>>>>>
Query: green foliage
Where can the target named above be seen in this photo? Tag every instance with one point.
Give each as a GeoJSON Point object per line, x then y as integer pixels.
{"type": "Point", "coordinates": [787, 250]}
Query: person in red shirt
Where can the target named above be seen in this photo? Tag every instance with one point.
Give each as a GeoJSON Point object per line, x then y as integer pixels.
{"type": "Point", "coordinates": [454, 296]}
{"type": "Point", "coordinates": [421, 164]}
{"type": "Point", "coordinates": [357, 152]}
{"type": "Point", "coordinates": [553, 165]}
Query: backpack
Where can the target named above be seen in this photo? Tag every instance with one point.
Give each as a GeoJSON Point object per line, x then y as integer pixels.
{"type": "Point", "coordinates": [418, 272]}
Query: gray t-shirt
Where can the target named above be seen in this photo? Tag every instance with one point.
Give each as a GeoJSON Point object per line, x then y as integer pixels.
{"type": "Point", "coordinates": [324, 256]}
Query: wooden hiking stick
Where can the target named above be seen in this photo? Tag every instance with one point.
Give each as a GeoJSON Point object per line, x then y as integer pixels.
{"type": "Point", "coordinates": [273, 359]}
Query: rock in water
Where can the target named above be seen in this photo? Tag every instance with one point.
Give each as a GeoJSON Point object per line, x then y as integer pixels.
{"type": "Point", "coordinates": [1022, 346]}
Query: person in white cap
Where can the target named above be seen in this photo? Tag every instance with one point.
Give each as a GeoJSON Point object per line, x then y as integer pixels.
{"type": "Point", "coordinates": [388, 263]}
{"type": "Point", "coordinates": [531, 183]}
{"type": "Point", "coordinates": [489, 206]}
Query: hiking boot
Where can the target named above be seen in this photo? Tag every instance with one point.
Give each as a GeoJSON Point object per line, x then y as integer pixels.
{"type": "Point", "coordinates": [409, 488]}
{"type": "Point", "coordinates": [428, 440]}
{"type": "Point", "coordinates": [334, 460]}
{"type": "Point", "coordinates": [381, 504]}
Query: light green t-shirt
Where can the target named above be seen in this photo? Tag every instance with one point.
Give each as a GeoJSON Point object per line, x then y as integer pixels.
<<<<<
Work required ▸ Write out exactly the lines that fall from the line with "Query: wooden hiking stick" to the line with "Query: person in white cap" in the records above, keeping both ends.

Solution to this exercise ▸
Query: wooden hiking stick
Where can the target named above be seen in this photo? Tag every instance with one point.
Give each as a GeoJSON Point object per line, x then y as integer pixels.
{"type": "Point", "coordinates": [273, 359]}
Query: rock in water
Where can the target named above be seen in this photo? Tag every instance with one point.
Give each as a GeoJSON Point object per line, x then y as integer pixels.
{"type": "Point", "coordinates": [1022, 346]}
Query: person in white cap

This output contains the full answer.